What you should do -
Reproduce the rows from the line with "Expected: for every instance of the grass in" through the end of the rows, swapping "innermost point" for "central point" and leaving everything else unchanged.

Listed records -
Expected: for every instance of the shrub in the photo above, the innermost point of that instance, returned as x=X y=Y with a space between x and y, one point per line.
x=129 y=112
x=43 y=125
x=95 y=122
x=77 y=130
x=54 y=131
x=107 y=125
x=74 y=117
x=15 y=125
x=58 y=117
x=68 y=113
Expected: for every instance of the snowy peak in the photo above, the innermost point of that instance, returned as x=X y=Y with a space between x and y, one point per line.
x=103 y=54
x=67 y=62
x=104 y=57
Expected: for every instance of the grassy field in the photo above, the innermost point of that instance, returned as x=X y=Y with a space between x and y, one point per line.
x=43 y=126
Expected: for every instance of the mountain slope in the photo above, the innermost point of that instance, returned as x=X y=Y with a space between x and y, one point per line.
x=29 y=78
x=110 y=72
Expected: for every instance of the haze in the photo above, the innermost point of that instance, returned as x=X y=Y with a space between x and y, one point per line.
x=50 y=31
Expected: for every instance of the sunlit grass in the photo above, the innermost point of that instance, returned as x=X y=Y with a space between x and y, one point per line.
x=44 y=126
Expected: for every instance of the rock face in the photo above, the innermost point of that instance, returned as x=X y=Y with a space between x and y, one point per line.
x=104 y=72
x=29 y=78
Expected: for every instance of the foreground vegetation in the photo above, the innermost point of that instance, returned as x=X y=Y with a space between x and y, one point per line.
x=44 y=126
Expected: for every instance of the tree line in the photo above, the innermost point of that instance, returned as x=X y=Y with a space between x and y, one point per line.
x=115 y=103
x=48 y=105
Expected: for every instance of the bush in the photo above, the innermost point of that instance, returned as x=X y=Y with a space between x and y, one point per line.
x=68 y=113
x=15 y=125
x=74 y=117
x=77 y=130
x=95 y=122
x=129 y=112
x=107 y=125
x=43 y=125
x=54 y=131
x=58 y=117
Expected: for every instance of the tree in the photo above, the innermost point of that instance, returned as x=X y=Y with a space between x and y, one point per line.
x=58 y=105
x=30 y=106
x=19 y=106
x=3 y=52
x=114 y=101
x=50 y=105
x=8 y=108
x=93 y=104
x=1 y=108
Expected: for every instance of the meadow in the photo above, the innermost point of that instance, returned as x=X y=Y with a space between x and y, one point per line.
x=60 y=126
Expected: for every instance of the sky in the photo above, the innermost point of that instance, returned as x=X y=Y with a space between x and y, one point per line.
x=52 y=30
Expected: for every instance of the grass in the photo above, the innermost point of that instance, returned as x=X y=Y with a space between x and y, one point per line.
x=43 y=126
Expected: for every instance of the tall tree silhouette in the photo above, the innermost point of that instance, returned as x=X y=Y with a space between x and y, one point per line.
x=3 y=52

Solution -
Expected: for every instance of the grass in the photo above, the central point of that instance, returned as x=X y=Y with a space between x and y, one point per line.
x=43 y=126
Expected: for every instance of the tall tree silhouette in the photo above, the central point of that instance, returned as x=X y=Y with a space between x and y, one point per line.
x=3 y=52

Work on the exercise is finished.